##### Data

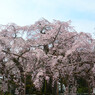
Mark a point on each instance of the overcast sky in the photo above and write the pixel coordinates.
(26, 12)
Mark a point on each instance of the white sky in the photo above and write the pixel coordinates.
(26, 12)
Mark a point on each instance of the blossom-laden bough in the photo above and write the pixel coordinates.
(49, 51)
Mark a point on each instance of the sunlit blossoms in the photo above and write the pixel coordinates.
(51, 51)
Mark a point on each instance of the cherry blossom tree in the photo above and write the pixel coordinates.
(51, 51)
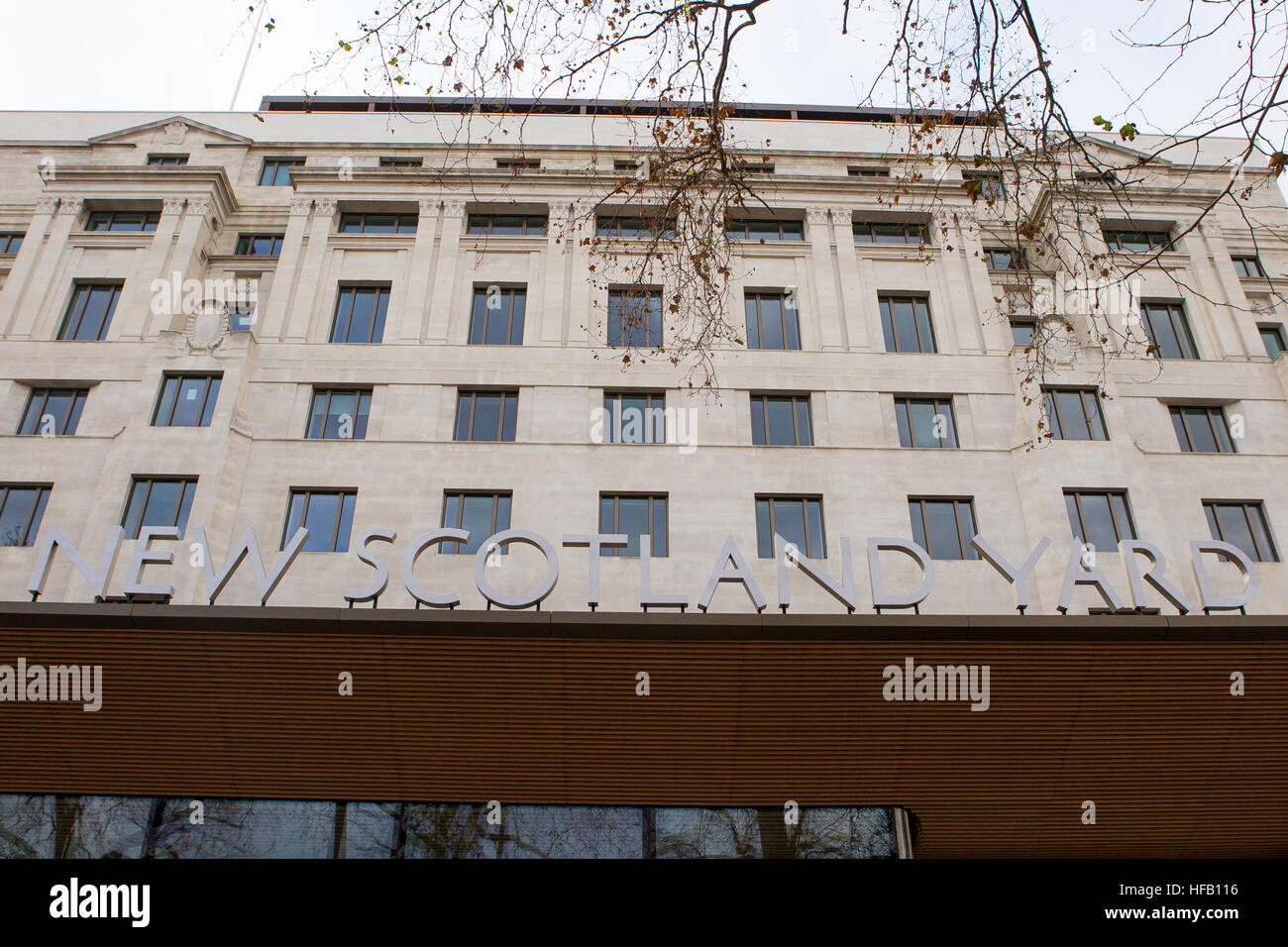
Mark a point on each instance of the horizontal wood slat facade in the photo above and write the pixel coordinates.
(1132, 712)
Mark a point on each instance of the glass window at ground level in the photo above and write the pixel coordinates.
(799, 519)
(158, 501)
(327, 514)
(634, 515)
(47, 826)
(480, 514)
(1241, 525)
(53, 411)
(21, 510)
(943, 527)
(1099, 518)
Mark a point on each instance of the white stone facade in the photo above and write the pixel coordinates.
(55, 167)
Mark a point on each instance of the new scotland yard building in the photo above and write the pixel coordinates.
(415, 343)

##########

- _Exercise brief_
Verbatim output of every entry above is required, though pictures are to be left out.

- _Output_
Mark a point on each instance of the overcast sky in the photo above and write the pixel coordinates.
(26, 12)
Mark a point on each instance of the white sky in the photo above and write the pixel coordinates.
(26, 12)
Mark a point on each instance of the blossom-laden bough in the photo above and write the pixel coordinates.
(49, 51)
Mark a point on each instance of the sunlit blossoms in the photo above and write the pixel coordinates.
(51, 51)
Mark a point on each instance of the cherry blossom tree in the photo above and write the pixel coordinates.
(51, 51)
Mark a point on each instance of the horizontal wood slat facade in the photo above and write the pixel coordinates.
(1132, 712)
Mark a point on each instance of the glass window at ground level in the photo above and write the pixel coordinates.
(799, 519)
(158, 501)
(327, 514)
(634, 515)
(47, 826)
(480, 514)
(1241, 525)
(53, 411)
(21, 510)
(943, 527)
(1099, 518)
Mark a point on each instance of the white stone facade in the photo above and write the pixel coordinates.
(55, 167)
Mark a point on each instance of the new scotland yard building in the photo above and write the pixel coordinates.
(415, 343)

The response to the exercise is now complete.